# Extract to read start

3.2.2 The center-of-gravity model

The fundamental concept of the center-of-gravity model is drawn from physics and has been widely used in other areas of research, including economics (Lewer and Van den Berg 2008; Westerlund & Wilhelmsson, 2011) and environmental science (Wang & Feng, 2017; Zhang et al., 2012). In this study, we used the center-of-gravity model to analyze the spatial center of gravity and the evolutionary footprint of China’s agricultural carbon emissions from 2007 to 2020. The center of gravity was calculated as follows:

$$X^{t} = \frac{{\mathop \sum \limits_{s = 1}^{n} m_{s}^{t} \times x_{s} }}{{\mathop \sum \limits_{s = 1}^{n} m_{s}^{t} }}$$
(4)
$$Y^{t} = \frac{{\mathop \sum \limits_{s = 1}^{n} m_{s}^{t} \times y_{s} }}{{\mathop \sum \limits_{s = 1}^{n} m_{s}^{t} }}$$
(5)

where (\(X^{t}\), \(Y^{t}\)), respectively, represent the longitude and latitude coordinates of the center of gravity of agricultural carbon emissions; (\(x_{s}\), \(y_{s}\)), respectively, represent the longitude and latitude coordinates of the capital city of province S; \(m_{s}^{t}\) is the degree of agricultural carbon emissions in year t for province S; and n represents the number of provinces in a given region. The offset distance is the distance from which an attribute’s center of gravity moves, which is calculated using the following formula:

$$D^{t} = c \times \sqrt {\left( {X^{t} - X^{t - 1} } \right)^{2} + \left( {Y^{t} - Y^{t - 1} } \right)^{2} }$$
(6)

# Extract to read end
# Listed records start

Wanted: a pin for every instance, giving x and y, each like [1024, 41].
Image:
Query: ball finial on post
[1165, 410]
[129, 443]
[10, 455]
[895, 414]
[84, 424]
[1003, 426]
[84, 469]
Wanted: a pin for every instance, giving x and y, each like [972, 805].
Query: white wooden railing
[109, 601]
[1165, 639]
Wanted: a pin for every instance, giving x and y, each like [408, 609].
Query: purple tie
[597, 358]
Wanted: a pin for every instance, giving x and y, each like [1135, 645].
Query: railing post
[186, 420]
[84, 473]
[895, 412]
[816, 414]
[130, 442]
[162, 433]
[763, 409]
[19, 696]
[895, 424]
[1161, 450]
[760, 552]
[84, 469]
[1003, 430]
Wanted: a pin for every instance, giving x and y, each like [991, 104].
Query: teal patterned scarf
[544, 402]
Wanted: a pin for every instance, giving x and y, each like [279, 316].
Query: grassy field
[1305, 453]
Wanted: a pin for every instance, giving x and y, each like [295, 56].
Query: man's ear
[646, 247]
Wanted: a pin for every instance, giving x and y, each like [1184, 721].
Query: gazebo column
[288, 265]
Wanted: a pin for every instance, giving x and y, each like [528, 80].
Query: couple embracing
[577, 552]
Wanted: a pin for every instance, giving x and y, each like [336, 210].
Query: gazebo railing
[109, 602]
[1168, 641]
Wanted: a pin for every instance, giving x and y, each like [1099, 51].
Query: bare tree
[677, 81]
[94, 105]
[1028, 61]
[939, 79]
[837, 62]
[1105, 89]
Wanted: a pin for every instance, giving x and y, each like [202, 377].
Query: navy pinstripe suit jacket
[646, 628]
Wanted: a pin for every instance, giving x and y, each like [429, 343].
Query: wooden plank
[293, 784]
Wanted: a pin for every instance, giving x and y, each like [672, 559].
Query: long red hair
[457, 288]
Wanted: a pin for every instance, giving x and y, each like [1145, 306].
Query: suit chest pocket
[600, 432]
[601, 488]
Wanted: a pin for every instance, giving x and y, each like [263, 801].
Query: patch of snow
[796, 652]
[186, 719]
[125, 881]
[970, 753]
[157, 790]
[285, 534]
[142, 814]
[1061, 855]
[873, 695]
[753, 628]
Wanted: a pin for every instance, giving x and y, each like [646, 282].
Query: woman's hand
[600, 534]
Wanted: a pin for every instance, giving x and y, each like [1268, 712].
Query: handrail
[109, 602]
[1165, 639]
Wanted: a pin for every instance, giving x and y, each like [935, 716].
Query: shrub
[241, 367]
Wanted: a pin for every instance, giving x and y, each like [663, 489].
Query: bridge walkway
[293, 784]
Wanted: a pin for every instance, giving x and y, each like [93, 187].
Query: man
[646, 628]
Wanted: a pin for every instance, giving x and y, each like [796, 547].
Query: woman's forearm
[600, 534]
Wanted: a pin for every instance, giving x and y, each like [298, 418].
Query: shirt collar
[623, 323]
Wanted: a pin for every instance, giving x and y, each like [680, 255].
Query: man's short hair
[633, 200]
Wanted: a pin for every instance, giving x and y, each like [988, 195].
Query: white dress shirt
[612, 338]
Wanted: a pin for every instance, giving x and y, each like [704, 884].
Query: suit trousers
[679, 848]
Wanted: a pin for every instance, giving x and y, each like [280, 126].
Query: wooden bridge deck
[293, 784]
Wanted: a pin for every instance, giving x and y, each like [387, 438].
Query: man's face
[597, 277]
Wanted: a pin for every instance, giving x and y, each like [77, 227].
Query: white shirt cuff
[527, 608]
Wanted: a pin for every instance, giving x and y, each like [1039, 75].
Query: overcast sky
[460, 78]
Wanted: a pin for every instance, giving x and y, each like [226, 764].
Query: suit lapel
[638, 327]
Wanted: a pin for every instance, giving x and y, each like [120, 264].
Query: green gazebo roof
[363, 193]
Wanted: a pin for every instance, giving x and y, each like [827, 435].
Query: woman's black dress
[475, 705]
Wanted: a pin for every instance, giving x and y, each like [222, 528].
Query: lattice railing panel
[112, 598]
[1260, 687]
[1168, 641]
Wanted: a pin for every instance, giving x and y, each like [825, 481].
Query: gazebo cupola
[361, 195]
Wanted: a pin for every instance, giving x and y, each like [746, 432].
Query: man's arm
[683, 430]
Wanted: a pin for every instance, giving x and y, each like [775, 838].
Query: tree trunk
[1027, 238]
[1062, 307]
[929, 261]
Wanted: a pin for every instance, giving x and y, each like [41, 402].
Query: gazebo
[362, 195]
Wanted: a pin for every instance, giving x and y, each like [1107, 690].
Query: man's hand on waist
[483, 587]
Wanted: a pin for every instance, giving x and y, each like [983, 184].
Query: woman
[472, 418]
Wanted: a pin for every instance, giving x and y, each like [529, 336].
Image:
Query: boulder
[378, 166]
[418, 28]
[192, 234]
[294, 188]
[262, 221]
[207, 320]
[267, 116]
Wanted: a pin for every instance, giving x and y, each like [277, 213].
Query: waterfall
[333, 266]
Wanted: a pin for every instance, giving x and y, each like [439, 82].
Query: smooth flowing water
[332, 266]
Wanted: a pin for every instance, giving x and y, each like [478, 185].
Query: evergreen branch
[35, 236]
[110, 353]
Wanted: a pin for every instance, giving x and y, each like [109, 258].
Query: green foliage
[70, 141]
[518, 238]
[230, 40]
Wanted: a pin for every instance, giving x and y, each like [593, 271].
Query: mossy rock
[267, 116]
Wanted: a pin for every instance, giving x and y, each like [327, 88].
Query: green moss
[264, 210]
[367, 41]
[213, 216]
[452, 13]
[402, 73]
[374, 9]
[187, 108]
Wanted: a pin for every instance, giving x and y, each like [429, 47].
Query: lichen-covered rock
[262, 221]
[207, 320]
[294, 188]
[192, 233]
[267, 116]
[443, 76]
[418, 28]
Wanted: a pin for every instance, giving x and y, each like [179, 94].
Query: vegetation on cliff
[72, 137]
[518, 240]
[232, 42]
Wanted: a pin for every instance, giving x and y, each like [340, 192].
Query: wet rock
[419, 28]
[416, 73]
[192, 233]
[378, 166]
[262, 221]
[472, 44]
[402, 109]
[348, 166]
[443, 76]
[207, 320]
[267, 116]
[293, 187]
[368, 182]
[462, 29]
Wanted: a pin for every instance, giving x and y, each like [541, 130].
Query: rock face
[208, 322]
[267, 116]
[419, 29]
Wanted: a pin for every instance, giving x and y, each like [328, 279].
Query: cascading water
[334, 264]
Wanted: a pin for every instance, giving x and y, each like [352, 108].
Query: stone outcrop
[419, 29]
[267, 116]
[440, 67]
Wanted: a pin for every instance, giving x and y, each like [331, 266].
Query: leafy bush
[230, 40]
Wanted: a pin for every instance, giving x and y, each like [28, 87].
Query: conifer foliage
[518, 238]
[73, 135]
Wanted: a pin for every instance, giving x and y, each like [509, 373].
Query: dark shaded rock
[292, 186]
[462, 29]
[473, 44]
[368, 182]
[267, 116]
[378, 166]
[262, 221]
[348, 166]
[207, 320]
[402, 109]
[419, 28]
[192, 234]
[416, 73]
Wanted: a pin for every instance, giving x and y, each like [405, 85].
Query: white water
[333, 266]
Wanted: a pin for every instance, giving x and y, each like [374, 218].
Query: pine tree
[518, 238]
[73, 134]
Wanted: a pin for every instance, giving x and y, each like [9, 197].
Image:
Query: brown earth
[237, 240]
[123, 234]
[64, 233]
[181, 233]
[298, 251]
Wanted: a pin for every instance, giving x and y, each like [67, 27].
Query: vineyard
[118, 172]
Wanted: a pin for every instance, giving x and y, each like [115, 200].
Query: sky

# Listed records end

Written task A:
Answer these questions about the passage on the center-of-gravity model, one per line:
(i) Over which years does the study analyze China's agricultural carbon emissions?
(ii) Whose coordinates stand for each province in the calculation?
(iii) What does n represent?
Written task B: Pick up the passage on the center-of-gravity model after formula (6) and keep writing it.

Exercise result A:
(i) From 2007 to 2020.
(ii) The coordinates of the province's capital city.
(iii) The number of provinces in a given region.

Exercise result B:
where \(D^{t}\) is the offset distance, representing the movement distance of the gravity center of agricultural carbon emissions, and c is typically 111.111, which is the coefficient of converting spherical longitude and latitude coordinates to plane distance.

3.3 Estimation models for driving factors

3.3.1 Model comparison

The GWR model extends the OLS model, which permits local parameter estimation, as follows:

$$Y_{i} = \beta_{{0\left( {u_{i} ,v_{i} } \right)}} + \sum\limits_{k = 1}^{q} {\beta_{{k\left( {u_{i} ,v_{i} } \right)}} } X_{ik} + \varepsilon_{i} ;i = 1,2 \cdots n$$
(7)

where \(Y_{i}\) is the value at location i; (ui, vi) represent the geographic coordinates of city i; \(\beta_{{0\left( {{\text{u}}_{{\text{i}}} ,v_{i} } \right)}}\) is the local intercept; \(\beta_{{k\left( {u_{i} ,v_{i} } \right)}}\) is the local coefficient of city i; q is the number of factors; \(X_{ik}\) is the independent variable in province i; and \(\varepsilon_{i}\) is the random error.

In contrast to the commonly used GWR model, which only considers spatial variation in predicting parameter relationships, the GTWR model incorporates spatiotemporal heterogeneity through a weighting matrix that combines both spatial and temporal dimensions (Huang et al., 2010). The specific model is as follows:

$$Y_{i} = \beta_{{0\left( {u_{i} ,v_{i} ,t_{i} } \right)}} + \sum\limits_{k = 1}^{q} {\beta_{{k\left( {u_{i} ,v_{i} ,t_{i} } \right)}} } X_{ik} + \varepsilon_{i} ;\quad i = 1,2 \cdots n$$
(8)

where (ui, vi, ti) denote the spatiotemporal coordinates (longitude, latitude, and time, respectively) of the given city i; \(\beta_{{0\left( {u_{i} ,v_{i} ,t_{i} } \right)}}\) is the intercept; and \(\beta_{{k\left( {u_{i} ,v_{i} ,t_{i} } \right)}}\) is the local regression coefficient of the kth variable in the ith province as a function of the spatiotemporal coordinates.

Furthermore, referring to Huang et al. (2010), the spatiotemporal distance is defined as follows:

$$d_{ij}^{ST} = \sqrt {\lambda \left[ {\left( {u_{i} - u_{j} } \right)^{2} + \left( {v_{i} - v_{j} } \right)^{2} } \right] + \mu \left( {t_{i} - t_{j} } \right)^{2} }$$
(9)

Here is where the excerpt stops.